WHAT IS BEING ASKED:
Extract the complete data exactly as given.
>>>>>
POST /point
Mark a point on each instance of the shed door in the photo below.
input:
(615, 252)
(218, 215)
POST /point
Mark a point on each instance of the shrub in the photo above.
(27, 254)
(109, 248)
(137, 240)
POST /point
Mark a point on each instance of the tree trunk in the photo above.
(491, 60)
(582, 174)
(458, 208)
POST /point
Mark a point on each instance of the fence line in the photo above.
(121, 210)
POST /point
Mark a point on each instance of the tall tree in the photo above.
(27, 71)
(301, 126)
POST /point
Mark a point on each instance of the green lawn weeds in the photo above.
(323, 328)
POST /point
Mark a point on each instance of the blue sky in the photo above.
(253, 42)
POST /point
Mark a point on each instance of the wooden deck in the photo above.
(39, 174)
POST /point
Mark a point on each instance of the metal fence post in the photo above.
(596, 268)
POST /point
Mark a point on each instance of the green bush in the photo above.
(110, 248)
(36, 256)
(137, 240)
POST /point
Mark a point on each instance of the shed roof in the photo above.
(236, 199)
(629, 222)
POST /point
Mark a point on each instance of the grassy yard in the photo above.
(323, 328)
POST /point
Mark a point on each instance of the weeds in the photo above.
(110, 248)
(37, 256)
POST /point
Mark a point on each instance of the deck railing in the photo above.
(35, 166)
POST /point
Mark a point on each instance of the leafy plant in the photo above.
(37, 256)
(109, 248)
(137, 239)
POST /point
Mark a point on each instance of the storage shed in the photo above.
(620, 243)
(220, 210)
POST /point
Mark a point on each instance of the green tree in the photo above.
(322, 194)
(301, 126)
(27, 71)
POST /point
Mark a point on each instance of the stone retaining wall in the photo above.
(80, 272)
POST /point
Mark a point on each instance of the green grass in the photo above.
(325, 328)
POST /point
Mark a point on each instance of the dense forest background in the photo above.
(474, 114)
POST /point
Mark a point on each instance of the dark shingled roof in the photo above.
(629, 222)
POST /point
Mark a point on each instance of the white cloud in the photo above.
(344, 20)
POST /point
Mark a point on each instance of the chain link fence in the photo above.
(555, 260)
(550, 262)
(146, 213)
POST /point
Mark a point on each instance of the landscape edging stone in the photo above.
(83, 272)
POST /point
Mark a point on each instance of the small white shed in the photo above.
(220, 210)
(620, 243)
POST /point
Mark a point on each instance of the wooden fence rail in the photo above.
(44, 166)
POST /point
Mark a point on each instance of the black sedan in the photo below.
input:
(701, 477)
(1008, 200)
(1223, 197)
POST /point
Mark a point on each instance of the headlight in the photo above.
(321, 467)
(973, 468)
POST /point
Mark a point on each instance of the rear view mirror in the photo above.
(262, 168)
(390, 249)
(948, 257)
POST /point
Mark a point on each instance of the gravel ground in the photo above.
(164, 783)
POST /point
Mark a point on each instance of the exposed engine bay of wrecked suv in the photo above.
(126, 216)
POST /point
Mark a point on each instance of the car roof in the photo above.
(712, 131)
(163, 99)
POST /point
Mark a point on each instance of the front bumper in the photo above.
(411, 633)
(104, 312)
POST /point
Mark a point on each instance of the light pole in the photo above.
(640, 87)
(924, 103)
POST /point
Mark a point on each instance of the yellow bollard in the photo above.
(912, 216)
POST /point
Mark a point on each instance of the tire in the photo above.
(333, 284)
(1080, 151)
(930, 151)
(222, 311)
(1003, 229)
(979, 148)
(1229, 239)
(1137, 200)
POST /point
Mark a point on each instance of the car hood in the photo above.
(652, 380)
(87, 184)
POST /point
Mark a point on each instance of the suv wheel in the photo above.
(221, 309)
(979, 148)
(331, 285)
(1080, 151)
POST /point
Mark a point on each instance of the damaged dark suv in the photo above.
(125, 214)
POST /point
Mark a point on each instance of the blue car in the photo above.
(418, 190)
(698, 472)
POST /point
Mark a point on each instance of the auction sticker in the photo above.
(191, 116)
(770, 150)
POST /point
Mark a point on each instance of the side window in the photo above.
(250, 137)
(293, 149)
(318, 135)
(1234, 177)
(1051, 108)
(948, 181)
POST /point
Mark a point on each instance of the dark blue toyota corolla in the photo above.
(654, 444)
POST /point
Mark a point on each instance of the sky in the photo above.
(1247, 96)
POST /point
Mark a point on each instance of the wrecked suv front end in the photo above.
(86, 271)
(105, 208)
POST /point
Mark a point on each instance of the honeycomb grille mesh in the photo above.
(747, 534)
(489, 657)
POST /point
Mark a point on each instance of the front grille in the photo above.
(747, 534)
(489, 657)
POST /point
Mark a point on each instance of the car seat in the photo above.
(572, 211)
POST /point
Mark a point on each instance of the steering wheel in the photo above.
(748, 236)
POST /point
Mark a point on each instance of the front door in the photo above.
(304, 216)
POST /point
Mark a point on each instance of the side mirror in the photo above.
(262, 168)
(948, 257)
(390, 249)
<<<<<
SOLUTION TO THE EXERCISE:
POST /point
Mark a point on each instance of the shed door in the photo below.
input:
(615, 252)
(218, 215)
POST /point
Mark a point on each instance of the shrub in the photo above.
(27, 254)
(109, 248)
(137, 240)
POST /point
Mark a point on each instance of the tree trunk in the photo above.
(491, 60)
(582, 174)
(458, 208)
POST /point
Mark a point on each instance of the fence line in the photo above.
(121, 210)
POST /point
Mark a point on each instance of the tall tree in the photo above.
(27, 71)
(301, 126)
POST /point
Mark a point on each instance of the green lawn weeds in the photo above.
(323, 328)
POST /point
Mark a point on each instance of the blue sky in the photo above.
(253, 42)
POST /point
Mark a point on each instance of the wooden deck in the photo above.
(39, 174)
POST /point
Mark a point on each instance of the metal fence post in the photo above.
(596, 268)
POST /point
Mark a point on each instance of the green bush in the photo above.
(110, 248)
(36, 256)
(137, 240)
POST /point
Mark a point on each instance of the shed roof in the photo above.
(236, 199)
(629, 222)
POST /point
Mark a point on each instance of the grassy yard in the photo above.
(323, 328)
POST /point
Mark a point on each instance of the weeds in the photo above.
(110, 248)
(37, 256)
POST /point
Mark a point on each instance of the deck railing in the photo above.
(35, 166)
POST /point
Mark a point on each instance of the leafy plant in the photo above.
(37, 256)
(109, 248)
(137, 239)
POST /point
Mark a point on each instance of the storage shed in the photo above.
(620, 243)
(220, 210)
POST /point
Mark a point on each instance of the green tree in the photo above.
(322, 194)
(301, 126)
(27, 71)
POST /point
Mark a point on each instance of the stone retaining wall in the photo above.
(80, 272)
POST /point
Mark a point on each instance of the green grass in the photo above.
(325, 328)
POST /point
Mark a point on each instance of the dense forest background in the photo above.
(474, 114)
POST /point
Mark a point on each instance of the dark shingled roof in the photo above.
(629, 222)
POST /point
Mark a point on each instance of the white cloud in the photo above.
(344, 20)
POST /point
Mark a point on each instance of the chain link fence in the photo above.
(555, 260)
(550, 262)
(146, 213)
POST /point
Mark a point on each instance of the landscape edging stone in the photo above.
(83, 272)
POST /point
Mark a point on each instance of the small white shed in the photo above.
(220, 210)
(620, 243)
POST /point
Mark a point on each instance of the wooden fence rail in the photo above.
(44, 166)
POST /point
Mark a point on each instance of the black sedan in the photo below.
input:
(701, 477)
(1008, 200)
(1223, 197)
POST /point
Mark a point on each instance of the headlight in the photo above.
(321, 467)
(973, 468)
POST /point
Mark a point on each instance of the rear view mirror in the photo above.
(262, 168)
(390, 249)
(948, 257)
POST /point
Mark a point on each instance of the gravel ground in the photo above.
(164, 783)
POST /point
Mark a point on each instance of the exposed engine bay of wrecked suv in the photo above.
(126, 216)
POST /point
Mark a point on each instance of the car roof in the photo above.
(712, 131)
(163, 99)
POST /point
Mark a point on each instance of the front bumper in the photo above.
(411, 633)
(104, 312)
POST /point
Mark a point on each instance of the light pole in the photo above.
(640, 87)
(924, 103)
POST /point
Mark a point on each instance of the yellow bollard in the photo above.
(912, 216)
POST /point
Mark a point on each instance of the tire in the photo above.
(333, 284)
(1080, 151)
(930, 151)
(222, 311)
(1003, 229)
(979, 148)
(1229, 239)
(1137, 200)
POST /point
Mark a point on each instance of the car hood in the photo above.
(652, 380)
(87, 184)
POST /point
Mark a point on each instance of the suv wheel in the photo above.
(221, 309)
(979, 148)
(331, 285)
(1080, 151)
POST /point
Mark a point on each instance of the damaged dark suv in the photo above.
(125, 214)
POST /point
Mark a point on each instance of the blue car in the photo above.
(418, 190)
(698, 472)
POST /point
Mark a point on each instance of the auction sticker in the photo above.
(191, 116)
(770, 150)
POST /point
Mark a point on each instance of the side window in the photo above.
(250, 137)
(293, 149)
(318, 135)
(1234, 177)
(1051, 108)
(948, 181)
POST /point
Mark a point on each instance of the dark blue toyota corolla in the photo above.
(654, 444)
POST /point
Mark a point on each instance of the sky in the photo above.
(1247, 96)
POST /point
Mark a point on each instance of the wrecked suv front end in the photo above.
(86, 271)
(105, 208)
POST /point
Mark a point on each instance of the honeycomb grille mesh in the photo above.
(747, 534)
(489, 657)
POST /point
Mark a point on each instance of the front grille in the photo above.
(747, 534)
(489, 657)
POST /point
Mark a point on each instance of the car seat in the photo above.
(572, 211)
POST /point
Mark a point on each instance of the steering wheel in the photo above.
(748, 236)
POST /point
Mark a point on each instance of the front door in the photo above.
(304, 216)
POST /point
Mark a point on each instance of the side mirror in the photo above.
(262, 168)
(948, 257)
(390, 249)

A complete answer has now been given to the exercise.